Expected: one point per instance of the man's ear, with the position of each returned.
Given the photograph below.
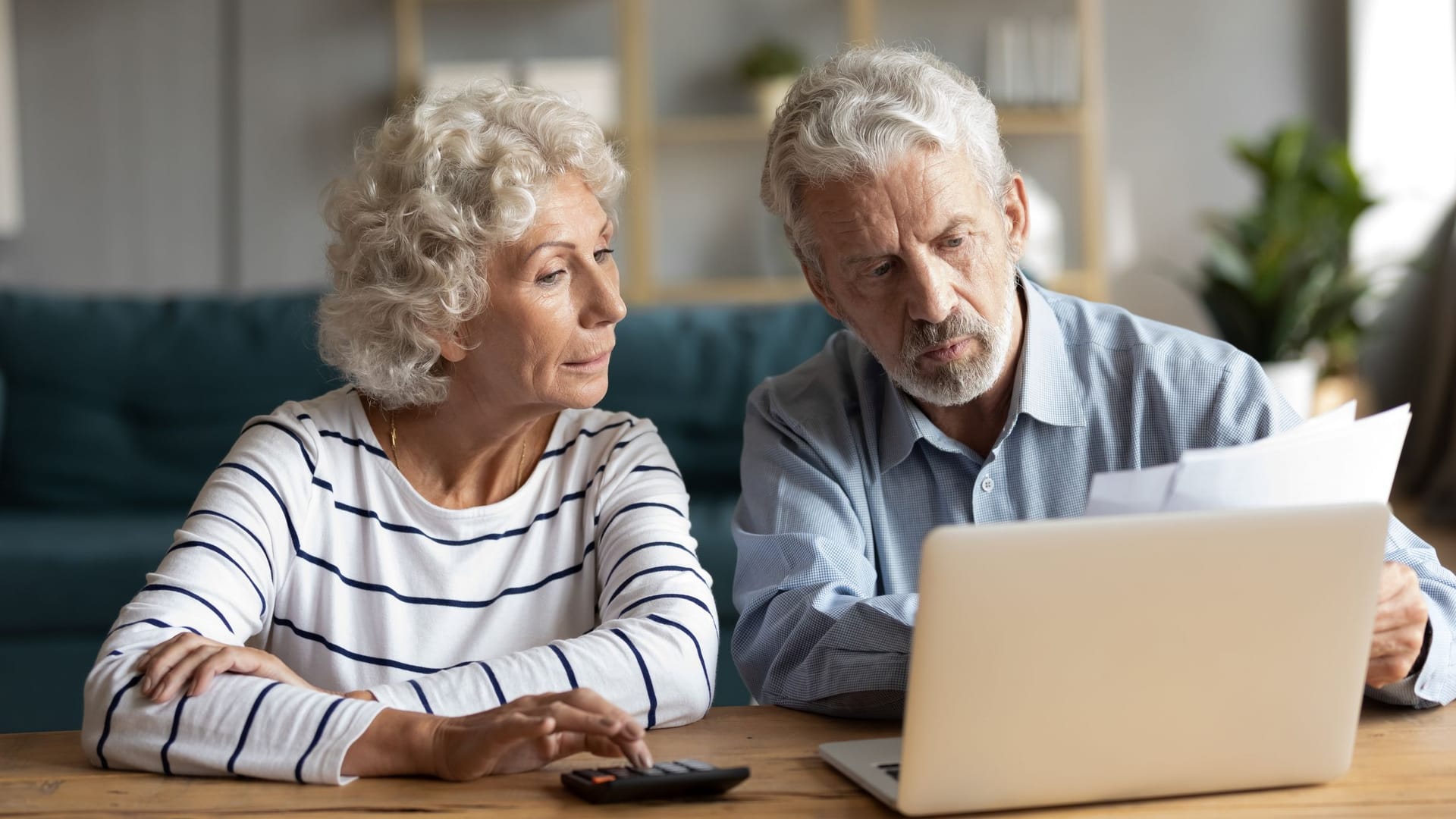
(1017, 215)
(816, 281)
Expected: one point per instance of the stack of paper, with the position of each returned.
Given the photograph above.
(1327, 460)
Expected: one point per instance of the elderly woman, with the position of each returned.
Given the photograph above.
(397, 576)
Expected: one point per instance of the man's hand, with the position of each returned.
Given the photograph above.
(523, 735)
(191, 662)
(1400, 627)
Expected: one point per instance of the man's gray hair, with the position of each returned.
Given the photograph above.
(858, 114)
(437, 190)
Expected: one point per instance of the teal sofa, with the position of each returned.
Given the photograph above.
(114, 411)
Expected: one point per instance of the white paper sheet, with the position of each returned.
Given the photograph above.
(1329, 460)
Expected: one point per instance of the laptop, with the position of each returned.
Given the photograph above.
(1128, 657)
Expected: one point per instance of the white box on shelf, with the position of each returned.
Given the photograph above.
(592, 83)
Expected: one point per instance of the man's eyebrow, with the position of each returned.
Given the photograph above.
(959, 221)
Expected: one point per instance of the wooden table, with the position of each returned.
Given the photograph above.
(1404, 765)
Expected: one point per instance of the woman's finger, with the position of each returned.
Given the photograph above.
(588, 700)
(146, 656)
(180, 673)
(220, 662)
(165, 656)
(571, 719)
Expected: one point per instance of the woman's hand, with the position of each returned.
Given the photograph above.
(523, 735)
(191, 662)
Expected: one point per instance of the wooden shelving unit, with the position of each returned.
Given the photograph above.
(641, 133)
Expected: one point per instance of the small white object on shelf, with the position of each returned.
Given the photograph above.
(463, 74)
(590, 83)
(1033, 61)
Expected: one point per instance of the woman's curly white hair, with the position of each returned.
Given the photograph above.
(435, 193)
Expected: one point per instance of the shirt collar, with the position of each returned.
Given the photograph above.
(1046, 390)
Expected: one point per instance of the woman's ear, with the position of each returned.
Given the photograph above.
(452, 347)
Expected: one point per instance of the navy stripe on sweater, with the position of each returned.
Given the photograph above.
(422, 700)
(248, 726)
(647, 679)
(708, 679)
(293, 435)
(262, 602)
(449, 602)
(650, 598)
(356, 656)
(152, 621)
(571, 675)
(584, 435)
(654, 570)
(362, 444)
(297, 770)
(105, 727)
(634, 507)
(495, 682)
(267, 557)
(177, 723)
(194, 595)
(634, 550)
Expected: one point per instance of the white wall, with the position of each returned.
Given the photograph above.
(1183, 77)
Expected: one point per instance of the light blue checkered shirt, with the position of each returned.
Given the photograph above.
(843, 475)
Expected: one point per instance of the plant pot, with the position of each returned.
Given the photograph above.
(1294, 381)
(769, 95)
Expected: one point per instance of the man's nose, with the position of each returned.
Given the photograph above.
(930, 297)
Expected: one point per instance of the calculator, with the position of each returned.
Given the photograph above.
(664, 780)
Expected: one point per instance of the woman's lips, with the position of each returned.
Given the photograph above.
(946, 352)
(592, 363)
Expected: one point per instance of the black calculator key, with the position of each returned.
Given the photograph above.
(666, 780)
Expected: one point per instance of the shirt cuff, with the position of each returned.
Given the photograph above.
(1426, 687)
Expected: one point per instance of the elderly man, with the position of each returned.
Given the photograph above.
(963, 394)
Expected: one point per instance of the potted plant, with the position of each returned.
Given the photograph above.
(769, 69)
(1277, 280)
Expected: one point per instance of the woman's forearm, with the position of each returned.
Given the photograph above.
(397, 744)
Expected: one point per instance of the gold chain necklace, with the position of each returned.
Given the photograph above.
(394, 449)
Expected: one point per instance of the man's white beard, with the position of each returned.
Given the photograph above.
(965, 379)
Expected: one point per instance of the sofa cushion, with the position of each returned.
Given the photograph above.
(691, 371)
(72, 573)
(130, 403)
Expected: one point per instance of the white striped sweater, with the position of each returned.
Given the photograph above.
(308, 542)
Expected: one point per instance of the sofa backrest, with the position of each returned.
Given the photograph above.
(130, 403)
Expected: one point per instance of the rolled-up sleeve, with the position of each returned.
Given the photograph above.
(813, 632)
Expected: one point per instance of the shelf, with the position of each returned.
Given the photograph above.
(733, 129)
(1038, 120)
(737, 290)
(1081, 283)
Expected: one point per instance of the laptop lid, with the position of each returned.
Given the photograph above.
(1116, 657)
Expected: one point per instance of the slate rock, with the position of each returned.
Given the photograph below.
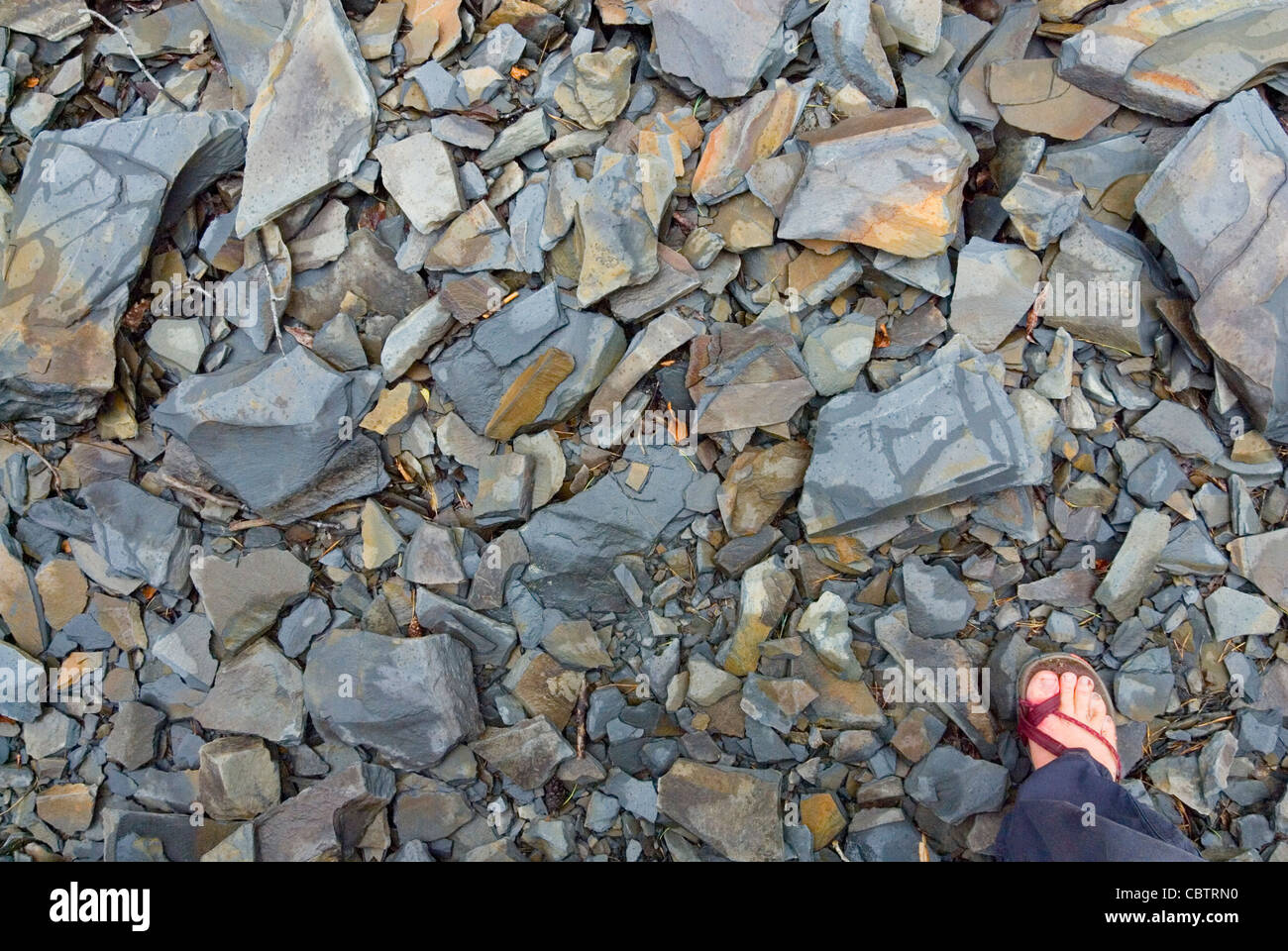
(890, 180)
(258, 692)
(747, 35)
(313, 115)
(943, 436)
(735, 810)
(64, 290)
(411, 698)
(279, 432)
(956, 787)
(527, 753)
(243, 598)
(938, 603)
(327, 819)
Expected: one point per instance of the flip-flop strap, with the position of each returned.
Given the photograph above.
(1030, 716)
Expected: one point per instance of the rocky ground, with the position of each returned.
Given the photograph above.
(634, 429)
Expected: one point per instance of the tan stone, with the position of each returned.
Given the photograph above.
(548, 689)
(755, 131)
(759, 482)
(824, 818)
(446, 16)
(18, 604)
(120, 617)
(1031, 97)
(63, 590)
(765, 590)
(527, 396)
(745, 222)
(68, 808)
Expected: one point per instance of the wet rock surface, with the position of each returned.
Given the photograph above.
(619, 431)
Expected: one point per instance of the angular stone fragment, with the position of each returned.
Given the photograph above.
(53, 20)
(765, 590)
(1041, 209)
(313, 116)
(258, 692)
(325, 821)
(943, 436)
(1144, 685)
(1008, 40)
(1133, 566)
(368, 269)
(745, 376)
(20, 602)
(752, 132)
(505, 489)
(575, 544)
(531, 131)
(524, 399)
(63, 590)
(735, 810)
(67, 806)
(1236, 613)
(527, 753)
(617, 224)
(1030, 95)
(421, 176)
(996, 285)
(890, 180)
(596, 86)
(1102, 286)
(411, 698)
(1263, 561)
(412, 337)
(759, 482)
(1220, 206)
(1175, 58)
(956, 787)
(477, 371)
(964, 701)
(244, 596)
(141, 535)
(239, 778)
(244, 33)
(185, 650)
(914, 22)
(850, 48)
(475, 241)
(64, 289)
(281, 432)
(938, 603)
(747, 33)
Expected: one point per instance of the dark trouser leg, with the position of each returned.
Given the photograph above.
(1072, 810)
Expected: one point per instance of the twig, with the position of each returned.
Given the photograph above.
(53, 474)
(134, 55)
(579, 716)
(174, 482)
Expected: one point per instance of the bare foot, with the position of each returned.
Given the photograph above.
(1078, 698)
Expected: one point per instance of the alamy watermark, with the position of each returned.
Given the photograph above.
(912, 685)
(1109, 298)
(235, 300)
(645, 428)
(33, 684)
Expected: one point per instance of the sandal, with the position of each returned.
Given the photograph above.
(1030, 715)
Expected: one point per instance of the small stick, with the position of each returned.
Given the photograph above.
(134, 55)
(174, 482)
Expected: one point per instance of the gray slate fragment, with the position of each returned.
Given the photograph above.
(62, 304)
(411, 698)
(281, 432)
(947, 435)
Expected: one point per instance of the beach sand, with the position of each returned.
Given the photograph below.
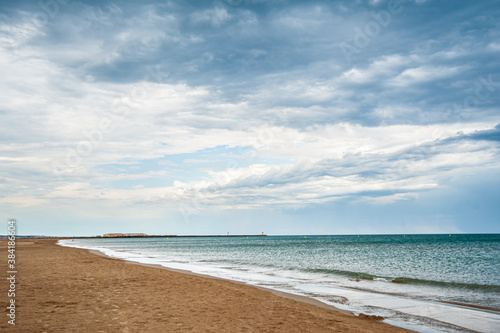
(60, 289)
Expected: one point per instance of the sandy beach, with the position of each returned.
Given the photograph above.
(62, 289)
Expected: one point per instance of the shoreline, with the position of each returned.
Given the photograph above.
(300, 298)
(72, 289)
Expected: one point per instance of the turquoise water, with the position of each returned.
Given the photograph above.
(418, 270)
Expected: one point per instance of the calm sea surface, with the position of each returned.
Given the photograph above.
(425, 282)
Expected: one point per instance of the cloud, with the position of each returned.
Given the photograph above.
(252, 106)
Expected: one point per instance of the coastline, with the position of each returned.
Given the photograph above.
(62, 288)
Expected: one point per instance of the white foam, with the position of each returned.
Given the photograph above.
(305, 284)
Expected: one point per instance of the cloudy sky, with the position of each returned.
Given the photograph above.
(244, 116)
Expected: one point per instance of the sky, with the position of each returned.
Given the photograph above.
(246, 116)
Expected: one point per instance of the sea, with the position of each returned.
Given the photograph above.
(427, 283)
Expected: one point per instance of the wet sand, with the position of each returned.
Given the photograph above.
(60, 289)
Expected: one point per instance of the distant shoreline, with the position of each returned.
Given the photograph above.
(148, 236)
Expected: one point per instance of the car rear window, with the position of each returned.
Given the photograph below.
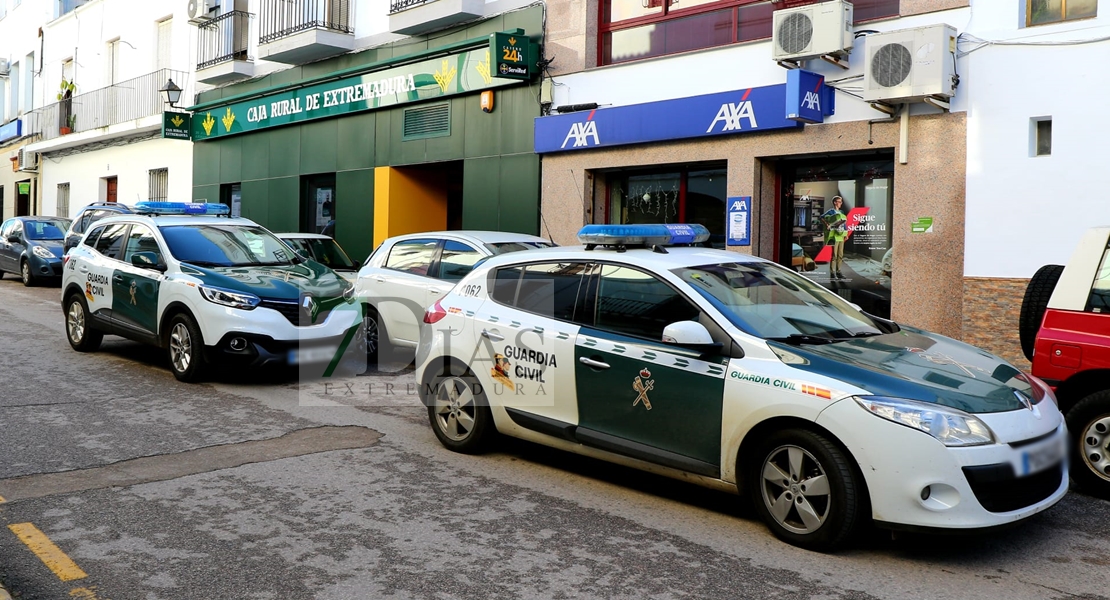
(1100, 292)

--------------------------------

## WORK TO COMPLETE
Reproduce word for word the part of the records that opens with the line containing "Expected: one point per instance of the calm" and runs through the end of the records, both ends included. Leave the pictures out of your answer.

## RESULT OF THE TASK
Expected: one point per instance of the calm sea surface, with the position of each returned.
Given the photograph above.
(425, 282)
Expected: one point per instance of the cloud, with the position of each returned.
Given the photograph above.
(252, 106)
Expected: one point per instance of the coastline, with the position of each returned.
Given the photograph above.
(62, 288)
Expected: one point per instance of the white foam, with the position of each returned.
Given the photograph above.
(305, 284)
Expected: one point per instance of the cloudy sky, with the position of each returned.
Given the photograph above.
(244, 116)
Expected: one point per instance of the sky, with the position of each returned.
Given the photograph above.
(246, 116)
Expected: one point per instance of the sea, with the position of each returned.
Given the photograph above.
(427, 283)
Expected: one point per instance of the wet sand, with the position of each returned.
Given the photograph above.
(60, 289)
Expected: one point per instance of the distant shoreline, with the position of each returned.
Given the photograph above.
(148, 236)
Expected: one point per instance of the car rear window, with the position of each returned.
Given the photograph below.
(1100, 292)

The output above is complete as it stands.